• Tareas a realizar:
1: Según el fragmento, ¿a los cuántos minutos de subir la foto de un vegetal a los foros de Infojardín se tiene la respuesta correcta?
2: Extrae del fragmento, sin ningún cambio, el pasaje que comienza con "Reconocer plantas es" y continúa hasta "vuelta sin él.".
3: ¿Qué verbos en infinitivo aparecen en el fragmento? Enuméralos todos en el orden en que figuran.

• Fragmento de página:
============
Reconocer plantas es más fácil, desde que existe, hace años, Infojardín,
en cuyos foros subís la foto de un vegetal y a los 5 minutos tenés la
respuesta correcta. Esa gente es de verdad increíble. No me han fallado
ni una sola vez.
Pero mi plan era ahora permanecer desconectado.
Como experimento, insisto. De corazón, no creo para nada que esté bueno
quedarse sin Internet. Es más, en un momento se me ocurrió la idea de
dejar el celular en la mesita de luz y salir a dar una vuelta sin él.
No, eso era demasiado. Y además, nadie me creería que me había atrevido a
algo así; quiero decir, no podía usar el celular para subir una foto
que atestiguara que estaba paseando sin celular. Para eso necesitaba el
celular.
============
• Registros proporcionados:
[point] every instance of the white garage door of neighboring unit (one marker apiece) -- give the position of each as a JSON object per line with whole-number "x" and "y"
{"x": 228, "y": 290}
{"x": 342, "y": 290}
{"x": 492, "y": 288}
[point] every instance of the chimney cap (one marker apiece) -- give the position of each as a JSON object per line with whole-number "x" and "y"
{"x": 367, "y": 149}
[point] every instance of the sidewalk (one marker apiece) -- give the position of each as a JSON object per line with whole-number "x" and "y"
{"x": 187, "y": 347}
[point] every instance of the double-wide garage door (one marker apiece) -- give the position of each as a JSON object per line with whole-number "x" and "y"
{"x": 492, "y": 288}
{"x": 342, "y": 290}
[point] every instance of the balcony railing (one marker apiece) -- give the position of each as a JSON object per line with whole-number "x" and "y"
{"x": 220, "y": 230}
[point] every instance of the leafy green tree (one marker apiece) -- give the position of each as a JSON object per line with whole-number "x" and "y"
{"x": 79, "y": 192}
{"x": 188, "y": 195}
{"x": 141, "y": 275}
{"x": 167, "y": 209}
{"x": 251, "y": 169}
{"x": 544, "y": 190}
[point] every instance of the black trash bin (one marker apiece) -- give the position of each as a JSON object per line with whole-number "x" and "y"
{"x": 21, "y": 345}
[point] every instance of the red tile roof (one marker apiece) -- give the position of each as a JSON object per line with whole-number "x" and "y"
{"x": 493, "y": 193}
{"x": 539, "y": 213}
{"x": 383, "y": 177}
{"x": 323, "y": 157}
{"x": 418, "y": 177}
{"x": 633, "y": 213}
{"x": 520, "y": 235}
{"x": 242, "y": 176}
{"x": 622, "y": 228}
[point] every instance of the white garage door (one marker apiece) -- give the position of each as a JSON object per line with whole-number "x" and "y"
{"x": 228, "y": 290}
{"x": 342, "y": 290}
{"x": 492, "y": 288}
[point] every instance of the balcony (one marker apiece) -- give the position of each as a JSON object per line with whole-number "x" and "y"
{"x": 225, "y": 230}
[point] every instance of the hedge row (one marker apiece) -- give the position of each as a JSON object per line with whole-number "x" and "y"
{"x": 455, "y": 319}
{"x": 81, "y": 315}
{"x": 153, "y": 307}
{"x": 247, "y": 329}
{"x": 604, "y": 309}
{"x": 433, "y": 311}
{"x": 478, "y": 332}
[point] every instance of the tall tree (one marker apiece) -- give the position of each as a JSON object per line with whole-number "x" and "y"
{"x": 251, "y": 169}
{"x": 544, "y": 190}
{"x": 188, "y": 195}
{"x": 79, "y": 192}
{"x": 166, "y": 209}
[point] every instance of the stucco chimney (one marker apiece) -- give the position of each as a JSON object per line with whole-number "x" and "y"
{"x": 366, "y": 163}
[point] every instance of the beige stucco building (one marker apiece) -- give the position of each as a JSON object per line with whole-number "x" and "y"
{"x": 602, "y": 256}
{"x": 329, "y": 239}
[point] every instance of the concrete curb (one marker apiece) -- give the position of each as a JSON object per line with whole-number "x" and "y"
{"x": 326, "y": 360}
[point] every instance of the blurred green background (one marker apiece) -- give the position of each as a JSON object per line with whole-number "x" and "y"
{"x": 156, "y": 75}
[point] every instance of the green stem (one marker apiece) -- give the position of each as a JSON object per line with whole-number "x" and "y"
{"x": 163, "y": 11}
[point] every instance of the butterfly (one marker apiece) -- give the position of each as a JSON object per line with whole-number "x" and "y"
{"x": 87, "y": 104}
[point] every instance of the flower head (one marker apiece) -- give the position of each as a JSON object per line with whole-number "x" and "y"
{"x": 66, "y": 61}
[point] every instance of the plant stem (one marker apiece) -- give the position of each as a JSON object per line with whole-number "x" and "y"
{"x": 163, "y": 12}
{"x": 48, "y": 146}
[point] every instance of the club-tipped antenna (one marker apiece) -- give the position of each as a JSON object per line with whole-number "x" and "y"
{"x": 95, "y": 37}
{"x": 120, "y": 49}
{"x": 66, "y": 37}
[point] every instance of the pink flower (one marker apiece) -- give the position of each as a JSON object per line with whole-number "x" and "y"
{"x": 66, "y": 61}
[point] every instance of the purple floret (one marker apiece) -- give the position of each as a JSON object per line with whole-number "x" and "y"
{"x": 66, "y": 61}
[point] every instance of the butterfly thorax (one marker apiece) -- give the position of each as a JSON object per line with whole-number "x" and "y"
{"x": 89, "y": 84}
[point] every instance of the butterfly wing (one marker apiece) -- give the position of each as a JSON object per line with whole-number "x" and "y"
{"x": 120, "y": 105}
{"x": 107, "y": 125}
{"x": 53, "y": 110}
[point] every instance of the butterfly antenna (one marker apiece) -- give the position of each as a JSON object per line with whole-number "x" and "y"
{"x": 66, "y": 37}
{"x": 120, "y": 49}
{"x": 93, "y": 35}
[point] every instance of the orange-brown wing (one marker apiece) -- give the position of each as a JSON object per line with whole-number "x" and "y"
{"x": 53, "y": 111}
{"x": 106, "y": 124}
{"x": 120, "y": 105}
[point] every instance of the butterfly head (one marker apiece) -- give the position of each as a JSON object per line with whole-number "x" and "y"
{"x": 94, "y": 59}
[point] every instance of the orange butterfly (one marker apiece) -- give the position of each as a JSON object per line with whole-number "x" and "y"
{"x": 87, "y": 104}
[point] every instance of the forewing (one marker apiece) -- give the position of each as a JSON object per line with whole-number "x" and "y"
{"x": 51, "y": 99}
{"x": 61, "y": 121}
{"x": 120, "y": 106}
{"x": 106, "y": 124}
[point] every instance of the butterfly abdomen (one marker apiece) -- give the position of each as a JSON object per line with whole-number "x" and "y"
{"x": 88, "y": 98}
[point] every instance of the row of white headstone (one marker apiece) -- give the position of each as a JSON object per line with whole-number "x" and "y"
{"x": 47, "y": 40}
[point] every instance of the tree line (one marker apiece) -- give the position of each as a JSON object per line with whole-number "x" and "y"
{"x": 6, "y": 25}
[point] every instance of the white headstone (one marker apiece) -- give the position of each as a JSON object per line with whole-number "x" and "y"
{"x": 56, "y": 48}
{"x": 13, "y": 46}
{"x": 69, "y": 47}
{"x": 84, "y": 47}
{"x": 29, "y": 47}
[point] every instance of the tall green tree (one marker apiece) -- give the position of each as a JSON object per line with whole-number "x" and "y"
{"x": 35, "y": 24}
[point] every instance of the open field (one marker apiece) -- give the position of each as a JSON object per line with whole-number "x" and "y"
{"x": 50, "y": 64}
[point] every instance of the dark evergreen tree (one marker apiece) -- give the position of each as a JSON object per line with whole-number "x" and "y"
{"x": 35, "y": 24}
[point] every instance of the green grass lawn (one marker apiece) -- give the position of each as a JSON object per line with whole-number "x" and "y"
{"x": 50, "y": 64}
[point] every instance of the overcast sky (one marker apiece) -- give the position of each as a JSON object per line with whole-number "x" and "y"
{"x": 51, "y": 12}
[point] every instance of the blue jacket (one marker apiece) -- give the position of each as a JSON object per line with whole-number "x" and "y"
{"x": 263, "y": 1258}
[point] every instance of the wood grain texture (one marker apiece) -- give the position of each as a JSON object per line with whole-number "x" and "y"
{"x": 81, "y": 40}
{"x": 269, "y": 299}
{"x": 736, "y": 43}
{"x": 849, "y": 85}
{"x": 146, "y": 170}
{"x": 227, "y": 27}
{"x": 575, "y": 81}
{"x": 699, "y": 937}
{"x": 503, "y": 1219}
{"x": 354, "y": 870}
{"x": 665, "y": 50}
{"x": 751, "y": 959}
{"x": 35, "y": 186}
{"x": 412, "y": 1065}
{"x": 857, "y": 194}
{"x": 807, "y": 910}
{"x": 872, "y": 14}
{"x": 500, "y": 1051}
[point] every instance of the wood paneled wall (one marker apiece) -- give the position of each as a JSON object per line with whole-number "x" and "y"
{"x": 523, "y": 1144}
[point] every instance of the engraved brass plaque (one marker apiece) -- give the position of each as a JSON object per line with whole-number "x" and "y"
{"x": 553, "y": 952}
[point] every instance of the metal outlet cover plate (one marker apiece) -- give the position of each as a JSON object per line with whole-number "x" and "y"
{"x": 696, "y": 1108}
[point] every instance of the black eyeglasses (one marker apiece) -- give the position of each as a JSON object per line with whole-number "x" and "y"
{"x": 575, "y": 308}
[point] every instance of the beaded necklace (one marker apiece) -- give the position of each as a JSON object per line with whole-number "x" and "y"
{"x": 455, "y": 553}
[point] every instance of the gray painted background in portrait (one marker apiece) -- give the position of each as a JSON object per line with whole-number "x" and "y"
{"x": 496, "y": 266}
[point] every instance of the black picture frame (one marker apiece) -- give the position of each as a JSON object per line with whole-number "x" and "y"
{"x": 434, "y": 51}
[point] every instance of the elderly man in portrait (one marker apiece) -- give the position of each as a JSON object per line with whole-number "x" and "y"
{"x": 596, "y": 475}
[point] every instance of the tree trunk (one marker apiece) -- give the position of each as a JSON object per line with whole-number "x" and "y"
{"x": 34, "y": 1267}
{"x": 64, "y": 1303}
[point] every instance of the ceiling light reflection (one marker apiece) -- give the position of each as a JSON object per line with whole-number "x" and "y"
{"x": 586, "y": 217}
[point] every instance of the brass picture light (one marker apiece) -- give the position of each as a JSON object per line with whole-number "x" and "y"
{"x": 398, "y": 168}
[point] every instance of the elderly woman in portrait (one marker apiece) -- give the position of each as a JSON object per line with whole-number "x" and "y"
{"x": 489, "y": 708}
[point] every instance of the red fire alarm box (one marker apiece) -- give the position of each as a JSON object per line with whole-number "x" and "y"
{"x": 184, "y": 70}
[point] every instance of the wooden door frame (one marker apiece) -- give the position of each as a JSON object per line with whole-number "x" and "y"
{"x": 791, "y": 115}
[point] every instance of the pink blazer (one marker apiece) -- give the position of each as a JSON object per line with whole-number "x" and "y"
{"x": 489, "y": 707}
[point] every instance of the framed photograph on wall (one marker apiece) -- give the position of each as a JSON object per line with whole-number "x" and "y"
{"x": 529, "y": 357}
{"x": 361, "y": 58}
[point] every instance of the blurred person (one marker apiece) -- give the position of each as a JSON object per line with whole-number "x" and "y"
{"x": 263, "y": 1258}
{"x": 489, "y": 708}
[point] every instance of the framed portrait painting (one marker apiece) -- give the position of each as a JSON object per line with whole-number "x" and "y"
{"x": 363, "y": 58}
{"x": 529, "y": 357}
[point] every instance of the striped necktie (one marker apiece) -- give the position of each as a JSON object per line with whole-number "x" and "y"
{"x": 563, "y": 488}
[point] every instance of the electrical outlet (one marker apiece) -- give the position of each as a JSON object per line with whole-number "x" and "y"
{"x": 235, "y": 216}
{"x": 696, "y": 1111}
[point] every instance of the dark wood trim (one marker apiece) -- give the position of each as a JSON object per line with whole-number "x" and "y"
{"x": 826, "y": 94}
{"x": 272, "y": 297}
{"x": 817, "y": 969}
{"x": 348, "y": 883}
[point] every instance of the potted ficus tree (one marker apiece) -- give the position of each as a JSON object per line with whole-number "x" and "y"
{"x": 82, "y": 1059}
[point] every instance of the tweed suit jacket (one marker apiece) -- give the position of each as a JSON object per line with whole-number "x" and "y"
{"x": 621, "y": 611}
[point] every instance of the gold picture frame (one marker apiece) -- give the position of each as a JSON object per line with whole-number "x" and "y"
============
• Respuestas del ejercicio:
1: A los 5 minutos.

2:
Reconocer plantas es más fácil, desde que existe, hace años, Infojardín,
en cuyos foros subís la foto de un vegetal y a los 5 minutos tenés la
respuesta correcta. Esa gente es de verdad increíble. No me han fallado
ni una sola vez.
Pero mi plan era ahora permanecer desconectado.
Como experimento, insisto. De corazón, no creo para nada que esté bueno
quedarse sin Internet. Es más, en un momento se me ocurrió la idea de
dejar el celular en la mesita de luz y salir a dar una vuelta sin él.

3: Reconocer, permanecer, quedarse, dejar, salir, dar, usar, subir